» GIVEN RECORDS
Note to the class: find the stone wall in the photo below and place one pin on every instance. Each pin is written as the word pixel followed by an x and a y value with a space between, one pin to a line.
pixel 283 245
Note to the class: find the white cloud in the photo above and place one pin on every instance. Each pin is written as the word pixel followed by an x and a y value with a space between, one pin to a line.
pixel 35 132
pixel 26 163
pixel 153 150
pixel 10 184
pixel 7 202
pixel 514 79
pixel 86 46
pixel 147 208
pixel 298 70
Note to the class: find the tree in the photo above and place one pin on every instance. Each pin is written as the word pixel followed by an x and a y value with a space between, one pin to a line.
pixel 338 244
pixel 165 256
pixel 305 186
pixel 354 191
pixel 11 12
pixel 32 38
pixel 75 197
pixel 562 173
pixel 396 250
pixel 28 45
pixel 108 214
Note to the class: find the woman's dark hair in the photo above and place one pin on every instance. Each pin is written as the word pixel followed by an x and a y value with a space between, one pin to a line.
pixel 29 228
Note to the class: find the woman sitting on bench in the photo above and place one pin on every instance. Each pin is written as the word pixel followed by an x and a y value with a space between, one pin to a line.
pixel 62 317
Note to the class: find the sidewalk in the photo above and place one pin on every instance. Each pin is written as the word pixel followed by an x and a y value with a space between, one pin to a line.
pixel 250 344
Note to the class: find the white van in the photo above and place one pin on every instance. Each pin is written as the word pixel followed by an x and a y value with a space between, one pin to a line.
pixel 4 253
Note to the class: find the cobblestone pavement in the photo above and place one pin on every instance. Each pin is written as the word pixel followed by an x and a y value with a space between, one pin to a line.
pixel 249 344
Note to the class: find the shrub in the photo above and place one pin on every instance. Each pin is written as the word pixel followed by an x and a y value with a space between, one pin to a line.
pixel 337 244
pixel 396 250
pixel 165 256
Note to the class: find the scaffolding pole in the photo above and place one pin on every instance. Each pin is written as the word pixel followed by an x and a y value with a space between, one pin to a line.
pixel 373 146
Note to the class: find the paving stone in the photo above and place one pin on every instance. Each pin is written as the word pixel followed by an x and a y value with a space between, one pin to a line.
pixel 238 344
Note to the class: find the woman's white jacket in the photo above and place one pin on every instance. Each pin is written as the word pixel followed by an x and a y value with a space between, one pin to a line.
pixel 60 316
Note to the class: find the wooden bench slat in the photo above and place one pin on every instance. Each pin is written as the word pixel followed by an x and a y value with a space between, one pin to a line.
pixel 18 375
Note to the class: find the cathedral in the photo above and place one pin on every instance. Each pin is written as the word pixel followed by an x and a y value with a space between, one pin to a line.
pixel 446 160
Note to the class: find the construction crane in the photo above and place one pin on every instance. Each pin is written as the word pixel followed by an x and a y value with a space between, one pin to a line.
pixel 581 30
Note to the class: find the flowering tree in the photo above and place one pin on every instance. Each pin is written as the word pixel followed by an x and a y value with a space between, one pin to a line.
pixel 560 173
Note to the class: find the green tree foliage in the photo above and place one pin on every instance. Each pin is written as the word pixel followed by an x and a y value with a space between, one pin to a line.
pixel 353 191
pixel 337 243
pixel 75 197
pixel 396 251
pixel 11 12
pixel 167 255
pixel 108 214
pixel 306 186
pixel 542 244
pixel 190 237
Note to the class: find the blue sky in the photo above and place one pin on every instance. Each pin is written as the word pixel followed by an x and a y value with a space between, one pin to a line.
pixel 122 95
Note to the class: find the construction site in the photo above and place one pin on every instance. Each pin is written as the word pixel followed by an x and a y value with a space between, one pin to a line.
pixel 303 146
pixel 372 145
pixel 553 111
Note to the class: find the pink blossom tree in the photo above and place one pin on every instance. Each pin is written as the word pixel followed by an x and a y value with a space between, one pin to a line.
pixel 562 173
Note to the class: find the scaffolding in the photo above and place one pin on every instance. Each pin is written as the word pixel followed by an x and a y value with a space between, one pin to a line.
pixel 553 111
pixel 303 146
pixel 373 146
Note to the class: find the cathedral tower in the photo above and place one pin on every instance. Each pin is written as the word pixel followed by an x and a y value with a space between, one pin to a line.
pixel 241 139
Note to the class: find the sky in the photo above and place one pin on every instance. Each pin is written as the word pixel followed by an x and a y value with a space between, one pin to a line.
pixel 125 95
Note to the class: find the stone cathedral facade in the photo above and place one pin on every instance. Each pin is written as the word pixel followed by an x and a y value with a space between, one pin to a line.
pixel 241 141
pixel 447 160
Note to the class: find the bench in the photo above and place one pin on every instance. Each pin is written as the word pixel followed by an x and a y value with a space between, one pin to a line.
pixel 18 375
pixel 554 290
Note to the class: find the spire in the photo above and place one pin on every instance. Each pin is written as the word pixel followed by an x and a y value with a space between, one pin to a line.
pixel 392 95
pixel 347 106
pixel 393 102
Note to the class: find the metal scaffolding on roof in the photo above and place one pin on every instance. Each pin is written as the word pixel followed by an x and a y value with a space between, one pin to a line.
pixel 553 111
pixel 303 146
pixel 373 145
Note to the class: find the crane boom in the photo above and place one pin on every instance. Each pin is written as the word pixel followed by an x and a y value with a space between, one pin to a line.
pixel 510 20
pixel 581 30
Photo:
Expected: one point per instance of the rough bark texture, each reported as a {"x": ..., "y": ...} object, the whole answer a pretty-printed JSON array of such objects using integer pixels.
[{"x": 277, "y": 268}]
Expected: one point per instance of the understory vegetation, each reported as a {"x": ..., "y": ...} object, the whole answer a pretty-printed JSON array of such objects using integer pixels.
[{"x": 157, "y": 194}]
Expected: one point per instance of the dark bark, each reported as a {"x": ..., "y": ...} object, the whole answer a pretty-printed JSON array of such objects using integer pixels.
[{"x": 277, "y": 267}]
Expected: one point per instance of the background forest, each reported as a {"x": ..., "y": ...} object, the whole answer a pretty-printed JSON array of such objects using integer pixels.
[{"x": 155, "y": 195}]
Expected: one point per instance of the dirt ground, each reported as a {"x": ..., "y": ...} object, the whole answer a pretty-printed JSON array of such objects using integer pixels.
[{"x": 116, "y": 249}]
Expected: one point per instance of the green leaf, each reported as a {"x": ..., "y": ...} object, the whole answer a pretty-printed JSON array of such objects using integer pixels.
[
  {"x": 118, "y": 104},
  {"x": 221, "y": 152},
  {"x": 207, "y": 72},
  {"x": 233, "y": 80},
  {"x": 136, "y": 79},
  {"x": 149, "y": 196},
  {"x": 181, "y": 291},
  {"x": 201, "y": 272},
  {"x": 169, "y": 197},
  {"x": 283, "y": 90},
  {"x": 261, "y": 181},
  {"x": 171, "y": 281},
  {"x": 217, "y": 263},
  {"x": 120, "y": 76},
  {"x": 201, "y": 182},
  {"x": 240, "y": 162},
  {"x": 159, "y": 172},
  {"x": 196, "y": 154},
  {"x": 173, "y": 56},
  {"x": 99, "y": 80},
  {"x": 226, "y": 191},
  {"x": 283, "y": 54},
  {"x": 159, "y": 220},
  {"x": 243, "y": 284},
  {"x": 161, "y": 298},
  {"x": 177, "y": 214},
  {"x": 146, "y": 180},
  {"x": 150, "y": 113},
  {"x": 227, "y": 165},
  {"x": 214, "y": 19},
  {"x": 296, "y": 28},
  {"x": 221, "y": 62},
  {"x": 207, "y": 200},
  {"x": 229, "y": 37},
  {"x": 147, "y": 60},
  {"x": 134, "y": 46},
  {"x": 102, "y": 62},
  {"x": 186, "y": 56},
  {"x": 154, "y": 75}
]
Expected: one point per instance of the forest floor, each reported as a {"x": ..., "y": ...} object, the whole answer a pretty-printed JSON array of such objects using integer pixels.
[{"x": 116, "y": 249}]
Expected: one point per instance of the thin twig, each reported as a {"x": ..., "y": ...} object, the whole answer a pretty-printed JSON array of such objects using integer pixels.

» THE TASK
Reproduce all of the records above line for line, with no changes to any word or character.

» OUTPUT BELOW
Note to the class: find the stone wall in the photo below and place one pin on every instance. Each pin is written as the word pixel followed by an x and a y value with a space between, one pin to a line.
pixel 283 245
Note to the class: find the white cloud in the photo above and place one pin on every instance. Each pin is written as the word pixel followed by an x and a y value with a space between, one pin to a line.
pixel 35 132
pixel 26 163
pixel 153 150
pixel 10 184
pixel 7 202
pixel 514 79
pixel 86 46
pixel 147 208
pixel 298 70
Note to the class: find the tree in the photo above and place one pin on every instance. Each pin is written as the word pixel followed by an x and a y value with a space between, one pin to a line.
pixel 338 244
pixel 165 256
pixel 305 186
pixel 354 191
pixel 11 12
pixel 32 38
pixel 75 197
pixel 562 173
pixel 396 250
pixel 28 45
pixel 108 214
Note to the class: find the woman's dark hair in the photo above and place one pin on every instance. Each pin is written as the word pixel followed by an x and a y value with a space between, one pin to a line.
pixel 29 228
Note to the class: find the woman sitting on bench in the photo above and place one pin on every instance. Each pin is written as the word pixel followed by an x and a y value with a space between, one pin to a line.
pixel 62 317
Note to the class: find the sidewalk in the photo above and place one pin on every instance. Each pin is written as the word pixel followed by an x and a y value with a space between, one pin to a line.
pixel 250 344
Note to the class: find the white van in the photo above and place one pin on every instance. Each pin is written as the word pixel followed by an x and a y value with a space between, one pin to a line.
pixel 4 253
Note to the class: find the cobblestone pavement in the photo above and place one pin on every instance. Each pin is written as the word pixel followed by an x and a y value with a space between, one pin to a line.
pixel 249 344
Note to the class: find the shrub in the photo above and place one pin on every instance. Each pin is written as the word pixel followed by an x and a y value with a space between, one pin to a line.
pixel 337 244
pixel 396 250
pixel 165 256
Note to the class: find the scaffolding pole in the photo above and place one pin on every instance. Each pin is written as the word pixel followed by an x and a y value with a space between, one pin to a line.
pixel 373 146
Note to the class: find the paving stone in the photo above and place one pin on every instance. Each pin is written as the word pixel followed by an x and a y value with a space between, one pin to a line.
pixel 238 344
Note to the class: find the woman's white jacket in the photo above and place one pin on every instance. Each pin is written as the word pixel followed by an x and a y value with a space between, one pin to a line.
pixel 60 316
Note to the class: find the wooden bench slat in the photo above and place one pin on every instance. Each pin is written as the word pixel followed by an x and a y value with a space between, one pin to a line.
pixel 18 375
Note to the class: find the cathedral in the photo above and place one pin on every instance. Each pin is written as the word pixel followed by an x and a y value with a space between, one pin to a line.
pixel 446 160
Note to the class: find the construction crane in the photo above and place one pin on every instance. Each pin is written as the word pixel followed by an x and a y value with a space between, one pin to a line.
pixel 581 30
Note to the class: find the flowering tree in the photo above and place one pin on every instance. Each pin is written as the word pixel followed by an x and a y value with a space between, one pin to a line.
pixel 560 173
Note to the class: find the green tree foliage in the photo above and place one pin on every instance. Each pin is written as the word pixel followed by an x and a y value with a space between, one pin to a line.
pixel 353 191
pixel 337 243
pixel 75 197
pixel 396 251
pixel 11 12
pixel 167 255
pixel 108 214
pixel 306 186
pixel 542 244
pixel 190 237
Note to the class: find the blue sky in the photo above and place one pin on every instance. Each pin is written as the word pixel followed by an x and a y value with a space between, one pin to a line.
pixel 122 95
Note to the class: find the construction site in the photo above and place one pin on every instance. Each pin is written as the word pixel followed by an x and a y value with a space between, one pin to a line.
pixel 303 146
pixel 372 145
pixel 553 111
Note to the class: find the pink blossom tree in the photo above and place one pin on every instance. Each pin is written as the word pixel followed by an x and a y value with a space between, one pin to a line.
pixel 562 173
Note to the class: find the scaffolding in the photo above and place one pin on every instance. Each pin is written as the word pixel followed by an x and a y value with a space between, one pin to a line.
pixel 553 111
pixel 303 146
pixel 373 146
Note to the class: find the cathedral tower in the photo above and place one pin on every instance. Each pin is written as the word pixel followed by an x and a y value with a space between, one pin to a line.
pixel 241 139
Note to the class: find the sky in the photo above and place one pin on every instance. Each pin is written as the word pixel followed by an x and a y value with a space between, one pin to a line.
pixel 125 95
Note to the class: find the stone cathedral facade in the photo above and place one pin on every instance. Each pin is written as the word pixel followed by an x and a y value with a space between, one pin to a line.
pixel 241 141
pixel 447 160
Note to the class: find the bench in the photo above and place one pin on every instance. Each pin is written as the word pixel followed by an x and a y value with a space between, one pin to a line.
pixel 18 375
pixel 554 290
Note to the class: find the spire in the photo above and place one pin on every instance. Each pin is written as the word pixel followed by an x and a y value with a space between, one pin to a line.
pixel 392 95
pixel 347 106
pixel 393 102
Note to the class: find the metal scaffolding on roof in the photo above and place one pin on every instance. Each pin is written as the word pixel followed by an x and a y value with a space between, one pin to a line.
pixel 553 111
pixel 303 146
pixel 373 145
Note to the class: find the crane boom in the photo above and place one pin on every instance. Each pin is written as the word pixel followed by an x and a y value with a space between, one pin to a line.
pixel 510 20
pixel 581 30
Photo:
Expected: one point per instance of the rough bark texture, each reported as a {"x": ..., "y": ...} object, the whole answer a pretty-printed JSON array of such objects using integer pixels.
[{"x": 277, "y": 268}]
Expected: one point per instance of the understory vegetation, each reported as a {"x": ..., "y": ...} object, the whole answer a pretty-printed JSON array of such objects using integer pixels.
[{"x": 157, "y": 194}]
Expected: one point per instance of the dark bark, each reported as a {"x": ..., "y": ...} object, the whole answer a pretty-printed JSON array of such objects using integer pixels.
[{"x": 277, "y": 267}]
Expected: one point per instance of the background forest, each reported as a {"x": ..., "y": ...} object, the whole answer a pretty-printed JSON array of such objects using integer pixels.
[{"x": 155, "y": 195}]
Expected: one point per instance of the dirt ground, each reported as a {"x": ..., "y": ...} object, the whole answer a pretty-printed JSON array of such objects using integer pixels.
[{"x": 116, "y": 249}]
Expected: one point per instance of the green leaf, each reported as a {"x": ..., "y": ...} object, the whole answer a pretty-printed JSON array of such objects using integer pixels.
[
  {"x": 118, "y": 104},
  {"x": 221, "y": 152},
  {"x": 207, "y": 72},
  {"x": 233, "y": 80},
  {"x": 136, "y": 79},
  {"x": 149, "y": 196},
  {"x": 181, "y": 291},
  {"x": 201, "y": 272},
  {"x": 169, "y": 197},
  {"x": 283, "y": 90},
  {"x": 261, "y": 181},
  {"x": 171, "y": 281},
  {"x": 217, "y": 263},
  {"x": 120, "y": 76},
  {"x": 201, "y": 182},
  {"x": 240, "y": 162},
  {"x": 159, "y": 172},
  {"x": 196, "y": 154},
  {"x": 173, "y": 56},
  {"x": 99, "y": 80},
  {"x": 226, "y": 191},
  {"x": 283, "y": 54},
  {"x": 159, "y": 220},
  {"x": 243, "y": 284},
  {"x": 161, "y": 298},
  {"x": 177, "y": 214},
  {"x": 146, "y": 180},
  {"x": 150, "y": 113},
  {"x": 227, "y": 165},
  {"x": 214, "y": 19},
  {"x": 296, "y": 28},
  {"x": 221, "y": 62},
  {"x": 207, "y": 200},
  {"x": 229, "y": 37},
  {"x": 147, "y": 60},
  {"x": 134, "y": 46},
  {"x": 102, "y": 62},
  {"x": 186, "y": 56},
  {"x": 154, "y": 75}
]
Expected: one point per instance of the forest floor, each reported as a {"x": ..., "y": ...} object, the whole answer a pretty-printed JSON array of such objects using integer pixels.
[{"x": 116, "y": 249}]
Expected: one point per instance of the thin twig, each reported as a {"x": ..., "y": ...} object, the whole answer a pretty-printed JSON array of such objects using integer pixels.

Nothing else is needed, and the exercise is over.